BEGIN

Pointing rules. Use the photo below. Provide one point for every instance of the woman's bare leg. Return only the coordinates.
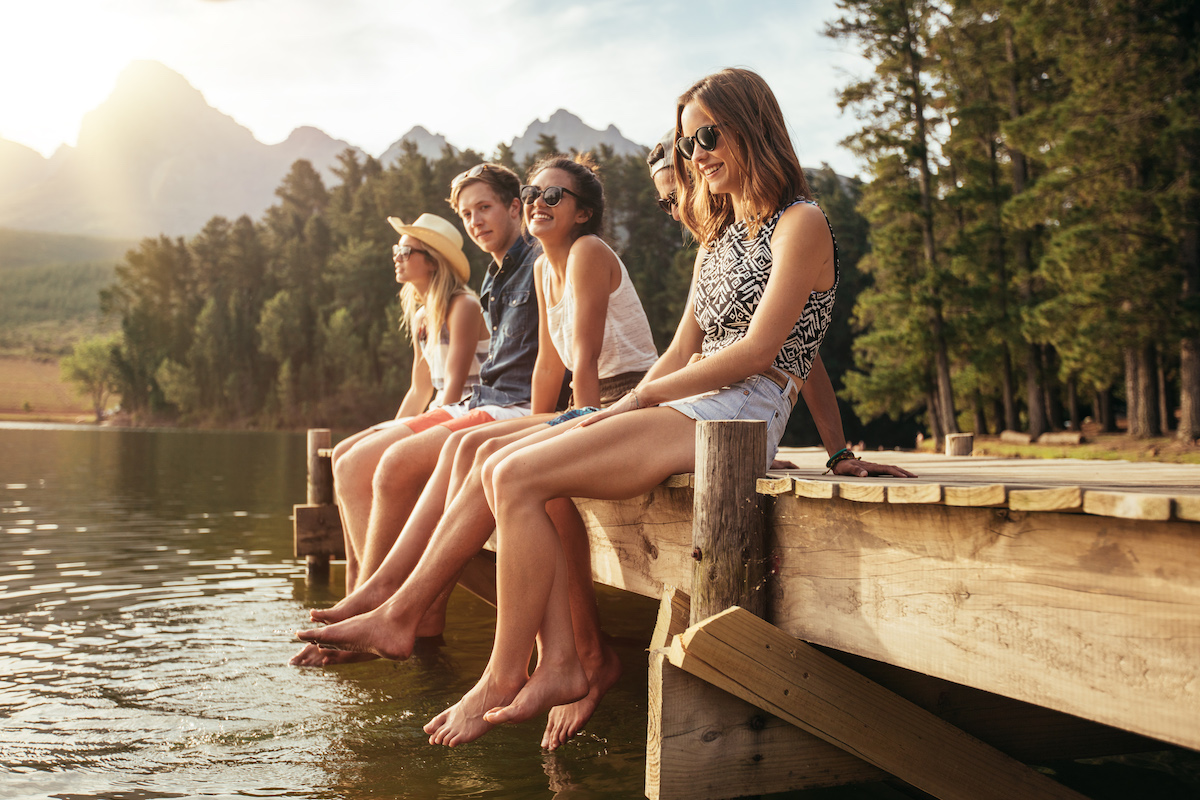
(460, 449)
(390, 629)
(597, 461)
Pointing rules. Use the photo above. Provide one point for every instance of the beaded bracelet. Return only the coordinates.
(845, 453)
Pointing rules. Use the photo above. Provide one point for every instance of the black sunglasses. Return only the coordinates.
(551, 196)
(706, 137)
(405, 251)
(474, 172)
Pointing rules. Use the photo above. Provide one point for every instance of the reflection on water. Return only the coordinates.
(148, 597)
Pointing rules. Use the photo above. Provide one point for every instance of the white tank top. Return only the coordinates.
(436, 352)
(628, 343)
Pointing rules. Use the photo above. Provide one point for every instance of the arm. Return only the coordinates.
(591, 269)
(420, 388)
(549, 368)
(823, 407)
(463, 323)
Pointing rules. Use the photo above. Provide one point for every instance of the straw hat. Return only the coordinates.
(441, 235)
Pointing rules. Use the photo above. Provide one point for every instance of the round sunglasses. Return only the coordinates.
(405, 252)
(551, 196)
(705, 136)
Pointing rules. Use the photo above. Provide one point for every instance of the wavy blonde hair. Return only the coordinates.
(748, 115)
(444, 286)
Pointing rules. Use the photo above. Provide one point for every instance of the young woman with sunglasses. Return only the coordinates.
(450, 341)
(765, 282)
(591, 322)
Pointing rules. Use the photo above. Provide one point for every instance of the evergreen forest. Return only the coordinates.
(1021, 254)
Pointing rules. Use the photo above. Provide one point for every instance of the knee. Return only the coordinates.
(349, 470)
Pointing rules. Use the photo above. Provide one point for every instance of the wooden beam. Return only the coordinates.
(990, 494)
(783, 675)
(321, 492)
(729, 529)
(1096, 617)
(1128, 505)
(317, 531)
(1066, 498)
(915, 493)
(702, 743)
(865, 492)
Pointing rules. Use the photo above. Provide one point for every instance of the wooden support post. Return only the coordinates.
(959, 444)
(705, 744)
(765, 666)
(729, 529)
(321, 492)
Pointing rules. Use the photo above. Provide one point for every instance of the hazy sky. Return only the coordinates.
(366, 71)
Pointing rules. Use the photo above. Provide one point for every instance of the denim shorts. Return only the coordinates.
(759, 397)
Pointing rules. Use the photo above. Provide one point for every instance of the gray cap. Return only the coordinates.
(661, 156)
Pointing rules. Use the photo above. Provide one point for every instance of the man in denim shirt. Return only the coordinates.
(377, 498)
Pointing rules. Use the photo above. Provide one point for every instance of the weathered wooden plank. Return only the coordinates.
(1097, 617)
(915, 493)
(762, 665)
(681, 481)
(317, 530)
(1065, 498)
(959, 444)
(703, 743)
(642, 543)
(1061, 438)
(991, 494)
(864, 492)
(1187, 507)
(816, 489)
(1129, 505)
(774, 485)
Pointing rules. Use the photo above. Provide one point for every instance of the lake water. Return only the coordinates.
(148, 597)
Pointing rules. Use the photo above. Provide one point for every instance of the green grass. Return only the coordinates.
(31, 248)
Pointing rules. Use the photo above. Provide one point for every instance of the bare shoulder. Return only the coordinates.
(803, 218)
(591, 247)
(591, 258)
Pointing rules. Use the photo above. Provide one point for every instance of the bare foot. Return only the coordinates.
(568, 720)
(311, 655)
(378, 632)
(463, 721)
(549, 686)
(365, 599)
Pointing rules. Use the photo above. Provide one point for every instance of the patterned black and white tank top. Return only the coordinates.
(730, 286)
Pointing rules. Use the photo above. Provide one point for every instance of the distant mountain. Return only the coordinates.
(427, 144)
(154, 157)
(571, 132)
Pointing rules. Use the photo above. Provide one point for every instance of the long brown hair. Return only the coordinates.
(749, 118)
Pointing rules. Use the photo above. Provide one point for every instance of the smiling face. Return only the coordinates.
(490, 223)
(559, 221)
(715, 167)
(418, 268)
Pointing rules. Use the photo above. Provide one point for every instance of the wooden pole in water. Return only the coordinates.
(729, 529)
(321, 489)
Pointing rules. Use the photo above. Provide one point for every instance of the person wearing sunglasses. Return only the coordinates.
(592, 323)
(450, 341)
(765, 282)
(377, 492)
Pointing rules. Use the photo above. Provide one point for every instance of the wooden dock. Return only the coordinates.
(943, 630)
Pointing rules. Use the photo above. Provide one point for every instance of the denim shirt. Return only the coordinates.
(510, 305)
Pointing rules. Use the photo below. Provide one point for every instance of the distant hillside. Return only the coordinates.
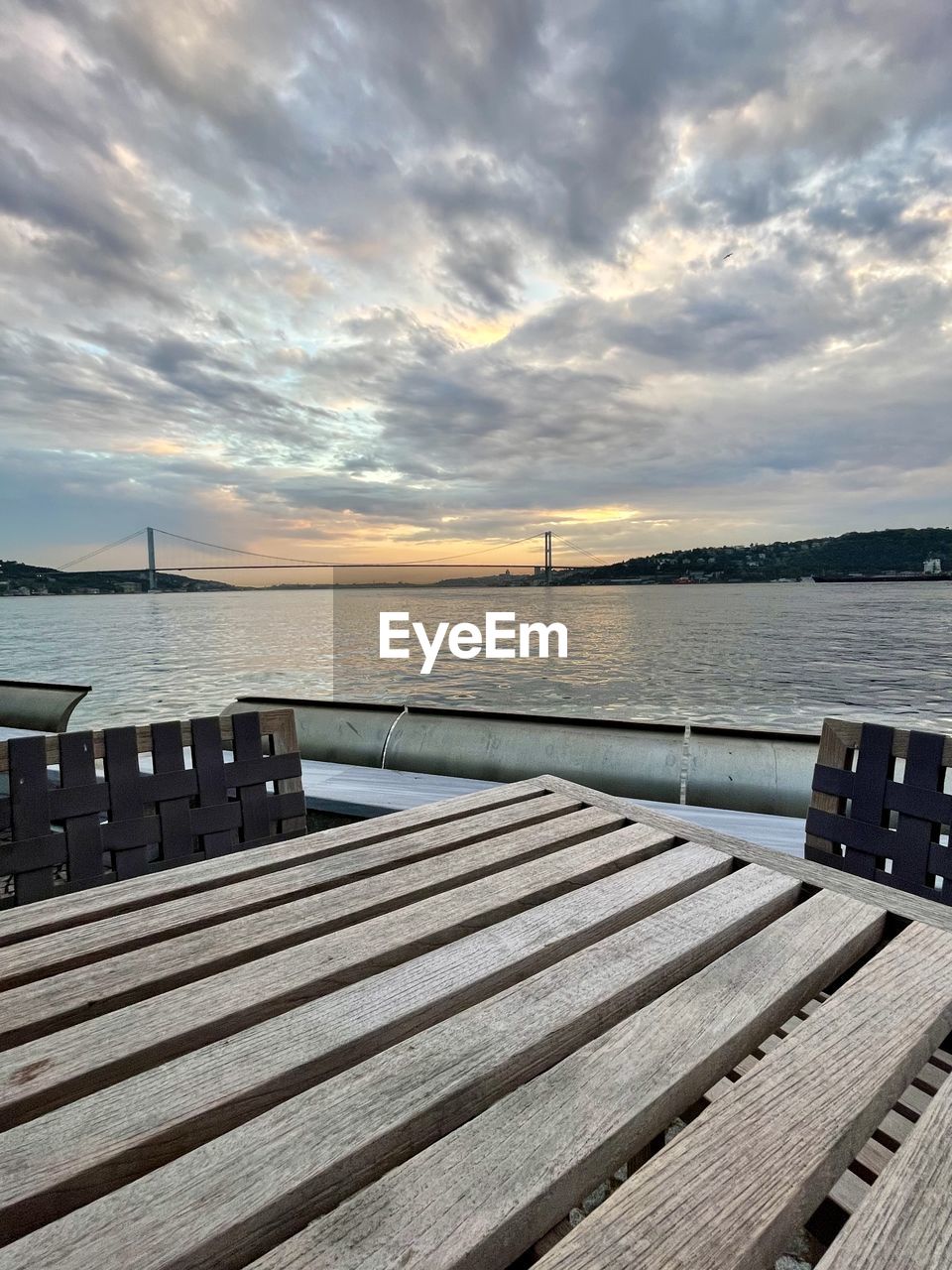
(880, 552)
(17, 576)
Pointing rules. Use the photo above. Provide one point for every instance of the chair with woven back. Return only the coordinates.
(84, 810)
(880, 807)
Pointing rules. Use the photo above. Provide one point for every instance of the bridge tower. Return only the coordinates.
(150, 549)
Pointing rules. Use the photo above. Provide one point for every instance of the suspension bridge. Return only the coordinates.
(214, 558)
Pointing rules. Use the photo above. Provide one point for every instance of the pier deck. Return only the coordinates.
(421, 1039)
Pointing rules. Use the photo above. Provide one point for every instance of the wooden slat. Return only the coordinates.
(46, 1072)
(733, 1187)
(95, 1144)
(924, 911)
(117, 980)
(485, 1193)
(906, 1219)
(229, 1199)
(68, 911)
(46, 955)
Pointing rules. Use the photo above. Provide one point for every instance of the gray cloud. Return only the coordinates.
(447, 268)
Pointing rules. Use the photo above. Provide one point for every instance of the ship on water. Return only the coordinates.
(932, 571)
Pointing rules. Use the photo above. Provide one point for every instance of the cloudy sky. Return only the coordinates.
(398, 277)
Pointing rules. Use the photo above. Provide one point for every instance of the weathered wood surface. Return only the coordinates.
(315, 1148)
(104, 1049)
(729, 1189)
(910, 1215)
(815, 874)
(117, 980)
(428, 1065)
(93, 1146)
(68, 911)
(483, 1194)
(49, 953)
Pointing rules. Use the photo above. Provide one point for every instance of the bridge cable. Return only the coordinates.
(99, 552)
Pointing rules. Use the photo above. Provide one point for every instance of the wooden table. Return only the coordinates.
(420, 1040)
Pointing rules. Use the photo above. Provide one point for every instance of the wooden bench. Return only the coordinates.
(208, 788)
(421, 1039)
(881, 808)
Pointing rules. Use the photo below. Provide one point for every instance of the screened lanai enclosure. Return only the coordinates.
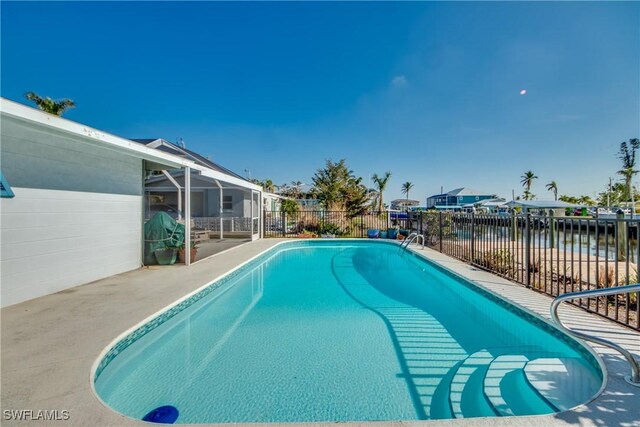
(218, 208)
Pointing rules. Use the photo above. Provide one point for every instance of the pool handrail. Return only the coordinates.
(634, 379)
(410, 238)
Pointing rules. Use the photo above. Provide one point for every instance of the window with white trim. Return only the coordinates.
(227, 203)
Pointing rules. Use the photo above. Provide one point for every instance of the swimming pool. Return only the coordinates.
(337, 330)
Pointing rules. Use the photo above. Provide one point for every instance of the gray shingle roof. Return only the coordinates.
(172, 148)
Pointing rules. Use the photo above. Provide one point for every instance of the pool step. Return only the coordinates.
(492, 383)
(508, 390)
(464, 397)
(551, 377)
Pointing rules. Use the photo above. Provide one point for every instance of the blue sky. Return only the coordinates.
(429, 91)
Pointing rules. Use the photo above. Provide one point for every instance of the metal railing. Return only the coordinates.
(413, 236)
(634, 378)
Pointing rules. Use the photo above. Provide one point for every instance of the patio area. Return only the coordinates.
(50, 343)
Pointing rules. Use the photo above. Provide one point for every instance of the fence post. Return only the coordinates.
(440, 230)
(552, 230)
(527, 249)
(284, 224)
(473, 238)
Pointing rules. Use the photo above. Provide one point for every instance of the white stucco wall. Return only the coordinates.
(76, 215)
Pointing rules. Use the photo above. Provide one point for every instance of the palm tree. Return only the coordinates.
(553, 186)
(296, 189)
(406, 187)
(627, 154)
(50, 106)
(268, 186)
(381, 184)
(527, 180)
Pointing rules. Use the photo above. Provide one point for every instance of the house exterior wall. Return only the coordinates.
(76, 216)
(238, 197)
(448, 200)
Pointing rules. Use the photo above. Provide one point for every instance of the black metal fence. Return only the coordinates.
(552, 255)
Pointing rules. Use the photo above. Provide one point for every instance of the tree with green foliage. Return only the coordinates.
(289, 207)
(627, 154)
(615, 195)
(49, 105)
(381, 184)
(527, 181)
(553, 186)
(569, 199)
(268, 186)
(406, 187)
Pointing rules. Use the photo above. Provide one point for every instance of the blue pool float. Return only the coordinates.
(163, 415)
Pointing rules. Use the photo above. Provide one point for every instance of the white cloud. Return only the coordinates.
(399, 81)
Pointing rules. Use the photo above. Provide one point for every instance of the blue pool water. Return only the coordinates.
(344, 331)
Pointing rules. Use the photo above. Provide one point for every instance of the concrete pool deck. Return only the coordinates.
(49, 344)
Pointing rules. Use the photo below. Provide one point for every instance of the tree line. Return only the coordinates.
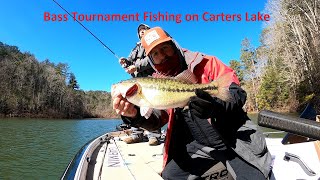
(30, 88)
(282, 73)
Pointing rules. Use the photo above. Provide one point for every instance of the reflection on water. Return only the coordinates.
(41, 149)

END

» EXERCISE OBJECTIVE
Everything from the line with "pool deck. Return only the coordinates." through the last line above should be reproduced exactly, both ends included; pictures must be omitted.

» ANSWER TO THE EXERCISE
Pointing rules. Use the photo above. Provide one point for every instance of the concrete pool deck. Return only the coordinates.
(49, 344)
Pointing rules. Use the photo below. Provide one point for every instance of the tree line. Return only the coordinates.
(30, 88)
(282, 73)
Pointing rules. Use the photo above. Provide one point for every instance of the reflection on water. Return only the coordinates.
(41, 149)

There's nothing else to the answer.